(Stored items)

*****

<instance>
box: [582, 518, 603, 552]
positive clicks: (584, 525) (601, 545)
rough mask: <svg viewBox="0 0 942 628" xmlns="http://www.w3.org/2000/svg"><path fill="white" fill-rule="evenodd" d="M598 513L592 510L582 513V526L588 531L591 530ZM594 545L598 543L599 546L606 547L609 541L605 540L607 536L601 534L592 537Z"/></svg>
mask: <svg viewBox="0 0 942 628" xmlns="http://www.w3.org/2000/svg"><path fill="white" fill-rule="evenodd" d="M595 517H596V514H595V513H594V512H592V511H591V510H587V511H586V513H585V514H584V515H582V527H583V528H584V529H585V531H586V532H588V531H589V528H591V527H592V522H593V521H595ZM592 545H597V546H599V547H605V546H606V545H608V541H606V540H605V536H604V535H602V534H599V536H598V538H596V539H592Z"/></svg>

*****

▸ **ASSIGNED TASK**: Turn the stretch from the start of the entries through the line containing "rough mask: <svg" into a JSON list of strings with one string per line, skipping blank lines.

▸ **SOLUTION BELOW**:
[
  "<instance>",
  "box: [582, 518, 603, 552]",
  "positive clicks: (584, 525) (601, 545)",
  "rough mask: <svg viewBox=\"0 0 942 628\" xmlns=\"http://www.w3.org/2000/svg\"><path fill=\"white\" fill-rule=\"evenodd\" d=\"M598 513L592 510L582 513V526L588 531L591 530ZM594 545L598 543L599 546L606 547L609 541L605 540L607 536L601 534L592 537Z\"/></svg>"
]